◆ **DIRECTIONS FOR THIS TASK**: Reproduce word for word the part of the listing below from the line containing "Exercise. Point out the rear door handle" through the line containing "point(385, 502)", both lines included, and leave the pictures out.

◆ **INPUT DATA**:
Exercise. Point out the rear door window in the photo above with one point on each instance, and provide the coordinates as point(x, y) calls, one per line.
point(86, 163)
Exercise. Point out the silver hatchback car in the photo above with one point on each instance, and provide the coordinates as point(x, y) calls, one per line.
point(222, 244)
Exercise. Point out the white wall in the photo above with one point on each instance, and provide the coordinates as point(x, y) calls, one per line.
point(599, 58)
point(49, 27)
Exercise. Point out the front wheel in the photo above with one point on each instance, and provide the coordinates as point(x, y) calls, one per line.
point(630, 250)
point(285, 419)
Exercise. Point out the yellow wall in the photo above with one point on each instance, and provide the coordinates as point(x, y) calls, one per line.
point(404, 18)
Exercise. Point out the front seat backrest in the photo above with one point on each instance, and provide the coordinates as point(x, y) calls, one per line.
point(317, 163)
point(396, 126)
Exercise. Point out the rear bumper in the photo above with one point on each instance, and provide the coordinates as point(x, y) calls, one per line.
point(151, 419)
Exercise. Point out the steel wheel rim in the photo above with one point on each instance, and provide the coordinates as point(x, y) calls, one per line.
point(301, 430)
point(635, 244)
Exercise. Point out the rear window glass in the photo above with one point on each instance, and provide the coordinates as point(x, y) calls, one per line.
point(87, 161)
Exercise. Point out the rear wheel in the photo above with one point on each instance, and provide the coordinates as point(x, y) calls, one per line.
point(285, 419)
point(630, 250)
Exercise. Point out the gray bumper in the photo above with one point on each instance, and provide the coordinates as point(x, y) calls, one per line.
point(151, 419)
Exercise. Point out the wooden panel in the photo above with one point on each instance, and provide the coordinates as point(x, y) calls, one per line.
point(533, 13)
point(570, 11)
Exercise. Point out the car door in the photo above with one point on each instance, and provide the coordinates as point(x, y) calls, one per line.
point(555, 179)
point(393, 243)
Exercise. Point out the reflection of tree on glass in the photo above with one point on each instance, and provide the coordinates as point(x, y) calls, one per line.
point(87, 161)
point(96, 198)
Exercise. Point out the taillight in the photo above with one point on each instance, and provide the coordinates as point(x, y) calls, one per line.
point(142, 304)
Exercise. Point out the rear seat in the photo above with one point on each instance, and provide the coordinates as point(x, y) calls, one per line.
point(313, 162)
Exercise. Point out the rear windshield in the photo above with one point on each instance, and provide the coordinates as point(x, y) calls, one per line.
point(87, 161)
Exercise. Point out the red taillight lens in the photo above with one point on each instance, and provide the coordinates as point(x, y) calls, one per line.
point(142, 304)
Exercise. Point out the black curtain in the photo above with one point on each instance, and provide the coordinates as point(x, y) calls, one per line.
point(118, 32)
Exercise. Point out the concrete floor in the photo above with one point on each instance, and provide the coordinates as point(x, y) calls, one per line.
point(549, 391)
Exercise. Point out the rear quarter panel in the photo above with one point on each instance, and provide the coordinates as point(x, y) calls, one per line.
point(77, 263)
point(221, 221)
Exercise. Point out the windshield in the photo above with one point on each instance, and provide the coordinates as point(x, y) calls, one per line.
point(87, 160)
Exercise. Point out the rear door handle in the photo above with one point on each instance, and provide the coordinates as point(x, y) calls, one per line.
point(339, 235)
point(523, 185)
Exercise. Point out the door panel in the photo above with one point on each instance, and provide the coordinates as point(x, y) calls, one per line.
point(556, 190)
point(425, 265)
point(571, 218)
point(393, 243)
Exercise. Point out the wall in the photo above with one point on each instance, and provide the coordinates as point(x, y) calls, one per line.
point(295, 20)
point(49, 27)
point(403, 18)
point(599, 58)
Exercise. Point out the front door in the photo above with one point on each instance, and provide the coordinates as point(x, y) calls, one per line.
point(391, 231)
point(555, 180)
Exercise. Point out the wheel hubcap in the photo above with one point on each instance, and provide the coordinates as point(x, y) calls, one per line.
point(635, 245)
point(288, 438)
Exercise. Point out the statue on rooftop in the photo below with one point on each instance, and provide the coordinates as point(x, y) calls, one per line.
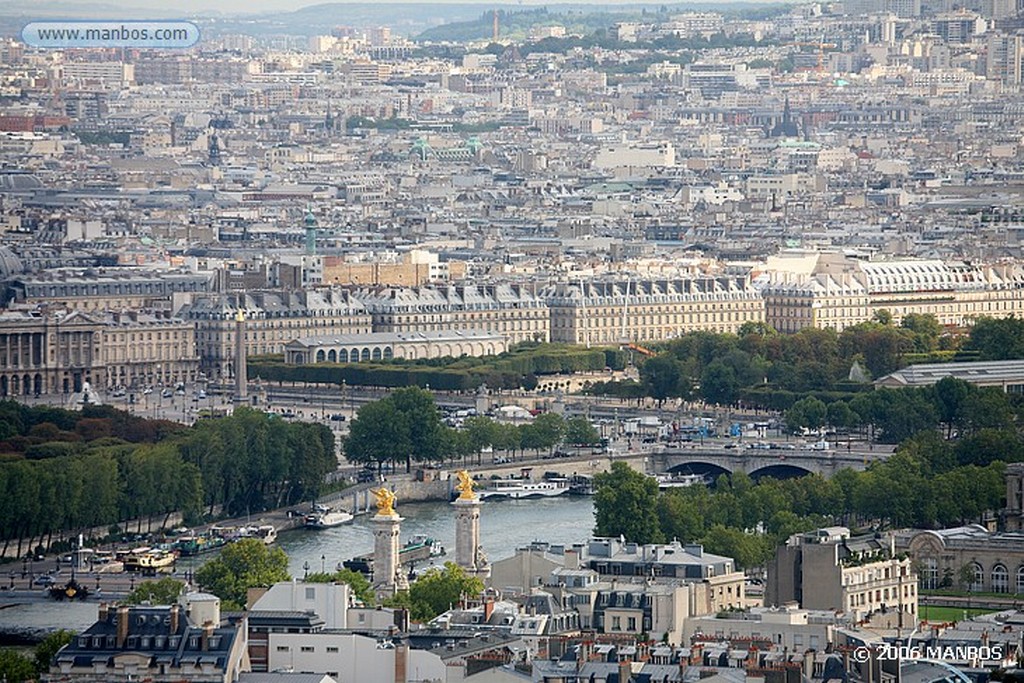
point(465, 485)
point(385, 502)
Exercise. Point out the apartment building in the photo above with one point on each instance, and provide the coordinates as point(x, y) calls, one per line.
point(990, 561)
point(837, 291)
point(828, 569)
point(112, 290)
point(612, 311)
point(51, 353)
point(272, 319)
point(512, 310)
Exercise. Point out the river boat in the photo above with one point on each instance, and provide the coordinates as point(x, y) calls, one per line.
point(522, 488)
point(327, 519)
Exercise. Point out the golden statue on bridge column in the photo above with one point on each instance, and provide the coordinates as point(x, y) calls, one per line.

...

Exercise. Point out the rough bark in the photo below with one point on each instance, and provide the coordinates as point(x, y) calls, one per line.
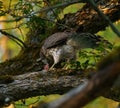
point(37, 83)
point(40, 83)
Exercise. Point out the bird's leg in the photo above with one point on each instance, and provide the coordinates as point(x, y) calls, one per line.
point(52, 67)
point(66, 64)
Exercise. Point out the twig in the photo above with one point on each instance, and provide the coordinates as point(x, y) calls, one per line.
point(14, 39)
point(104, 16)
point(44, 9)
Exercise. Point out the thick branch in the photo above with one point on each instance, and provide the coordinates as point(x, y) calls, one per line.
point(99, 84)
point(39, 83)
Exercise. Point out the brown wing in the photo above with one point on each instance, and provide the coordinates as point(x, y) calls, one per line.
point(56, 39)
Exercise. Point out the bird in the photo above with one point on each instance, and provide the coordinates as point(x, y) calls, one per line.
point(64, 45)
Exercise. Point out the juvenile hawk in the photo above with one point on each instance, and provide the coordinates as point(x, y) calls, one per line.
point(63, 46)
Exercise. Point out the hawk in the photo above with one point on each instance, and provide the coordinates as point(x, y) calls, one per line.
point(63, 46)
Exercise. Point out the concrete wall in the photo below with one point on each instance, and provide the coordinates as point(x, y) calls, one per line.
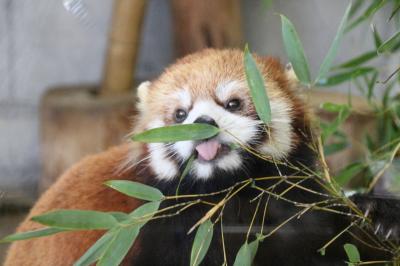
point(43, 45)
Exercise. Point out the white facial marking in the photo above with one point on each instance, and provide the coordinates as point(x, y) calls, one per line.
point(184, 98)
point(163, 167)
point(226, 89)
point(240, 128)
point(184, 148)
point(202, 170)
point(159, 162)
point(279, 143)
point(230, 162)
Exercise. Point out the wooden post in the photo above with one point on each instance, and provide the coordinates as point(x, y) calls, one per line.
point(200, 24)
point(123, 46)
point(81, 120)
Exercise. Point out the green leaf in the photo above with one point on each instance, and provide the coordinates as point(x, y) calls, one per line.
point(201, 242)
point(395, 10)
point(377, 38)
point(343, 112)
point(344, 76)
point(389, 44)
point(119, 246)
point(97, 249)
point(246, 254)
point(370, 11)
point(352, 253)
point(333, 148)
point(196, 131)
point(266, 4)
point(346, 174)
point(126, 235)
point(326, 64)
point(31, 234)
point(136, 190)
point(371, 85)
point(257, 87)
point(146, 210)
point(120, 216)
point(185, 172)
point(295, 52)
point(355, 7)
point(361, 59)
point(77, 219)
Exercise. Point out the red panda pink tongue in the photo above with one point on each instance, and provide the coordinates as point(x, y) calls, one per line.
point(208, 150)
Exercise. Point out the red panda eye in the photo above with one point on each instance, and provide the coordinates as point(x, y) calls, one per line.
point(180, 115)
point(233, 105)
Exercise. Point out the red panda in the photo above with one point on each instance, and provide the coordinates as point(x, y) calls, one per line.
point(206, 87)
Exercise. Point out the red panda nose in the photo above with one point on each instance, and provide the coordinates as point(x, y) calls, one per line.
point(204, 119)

* * *

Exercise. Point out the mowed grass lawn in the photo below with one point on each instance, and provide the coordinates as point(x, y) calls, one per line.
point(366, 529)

◆ **REPLY TO THE TASK**:
Exercise. Point out the rear door handle in the photo above with one point on each instance, and provide the coordinates as point(x, y) calls, one per line.
point(339, 235)
point(523, 185)
Exercise. Point out the door panel in the photo above with one point on each instance, and provide the coordinates as point(x, y) calls, one per line.
point(556, 190)
point(425, 265)
point(571, 218)
point(393, 243)
Exercise. Point out the wall in the photo above with one point on each instance, and provide the coordinates as point(x, y) calls, one per line.
point(295, 20)
point(49, 27)
point(403, 18)
point(599, 58)
Exercise. Point out the front door in the photo above with one point on each instance, and provide the coordinates as point(x, y) calls, one per line.
point(391, 231)
point(555, 180)
Exercise. Point out the wheel hubcap in the photo above with one point on each instance, and provide the coordinates as point(x, y) calls, one per line.
point(635, 245)
point(288, 438)
Exercise. Point out the statue on rooftop in the photo below with one point on each instance, and provide the coordinates as point(x, y) calls, one per line.
point(465, 485)
point(385, 502)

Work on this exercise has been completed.